# [Given problem]
Which lines below contain the string "woman"? Gather each of them, treating uppercase and lowercase letters as different.
>> start Records to use
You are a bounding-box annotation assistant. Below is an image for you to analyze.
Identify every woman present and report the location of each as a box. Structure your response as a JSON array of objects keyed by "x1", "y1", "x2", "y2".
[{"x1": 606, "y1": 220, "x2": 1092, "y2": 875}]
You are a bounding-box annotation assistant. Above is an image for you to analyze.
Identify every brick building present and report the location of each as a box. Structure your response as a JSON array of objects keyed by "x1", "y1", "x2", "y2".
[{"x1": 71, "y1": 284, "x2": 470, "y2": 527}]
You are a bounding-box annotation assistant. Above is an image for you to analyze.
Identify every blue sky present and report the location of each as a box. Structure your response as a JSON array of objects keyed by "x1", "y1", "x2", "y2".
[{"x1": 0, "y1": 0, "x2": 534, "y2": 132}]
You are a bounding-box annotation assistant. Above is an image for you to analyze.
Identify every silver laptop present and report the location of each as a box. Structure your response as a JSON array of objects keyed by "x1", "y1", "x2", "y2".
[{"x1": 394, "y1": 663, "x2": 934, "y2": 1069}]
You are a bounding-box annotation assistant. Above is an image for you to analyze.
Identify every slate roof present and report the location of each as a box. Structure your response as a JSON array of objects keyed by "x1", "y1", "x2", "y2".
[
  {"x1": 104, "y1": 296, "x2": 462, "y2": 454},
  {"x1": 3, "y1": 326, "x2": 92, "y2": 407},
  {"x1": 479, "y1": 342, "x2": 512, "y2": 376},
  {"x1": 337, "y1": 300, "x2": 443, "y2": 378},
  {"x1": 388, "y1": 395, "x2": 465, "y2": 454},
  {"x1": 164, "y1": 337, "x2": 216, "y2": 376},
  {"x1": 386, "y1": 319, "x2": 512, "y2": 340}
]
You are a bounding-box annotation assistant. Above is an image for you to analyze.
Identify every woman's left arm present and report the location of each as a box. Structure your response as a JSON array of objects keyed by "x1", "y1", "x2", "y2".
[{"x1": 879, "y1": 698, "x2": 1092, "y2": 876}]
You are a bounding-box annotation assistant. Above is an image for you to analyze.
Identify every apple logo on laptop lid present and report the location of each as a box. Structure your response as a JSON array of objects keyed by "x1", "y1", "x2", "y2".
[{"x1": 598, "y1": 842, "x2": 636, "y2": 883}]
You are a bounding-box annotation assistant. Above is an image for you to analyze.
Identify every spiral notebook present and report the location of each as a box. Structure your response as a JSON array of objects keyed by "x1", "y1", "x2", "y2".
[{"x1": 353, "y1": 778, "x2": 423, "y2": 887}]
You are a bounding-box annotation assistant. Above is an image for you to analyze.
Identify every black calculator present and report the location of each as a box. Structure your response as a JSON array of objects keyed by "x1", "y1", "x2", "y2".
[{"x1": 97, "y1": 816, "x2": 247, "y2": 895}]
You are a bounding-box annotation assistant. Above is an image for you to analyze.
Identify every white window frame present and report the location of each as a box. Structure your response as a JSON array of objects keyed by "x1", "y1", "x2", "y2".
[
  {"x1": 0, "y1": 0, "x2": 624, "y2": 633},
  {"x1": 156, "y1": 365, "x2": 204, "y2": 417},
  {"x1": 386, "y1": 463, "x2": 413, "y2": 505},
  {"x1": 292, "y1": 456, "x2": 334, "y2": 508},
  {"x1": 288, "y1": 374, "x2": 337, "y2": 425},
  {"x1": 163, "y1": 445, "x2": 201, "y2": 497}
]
>> end Records to use
# [Answer to the problem]
Identify every woman present and report the location of each as a box. Structure your response as a JSON array of objects keyed by "x1", "y1", "x2", "y2".
Identify every woman's left arm present and report the location of each as a box. Structure your response as a JSON array of objects keyed by "x1", "y1", "x2", "y2".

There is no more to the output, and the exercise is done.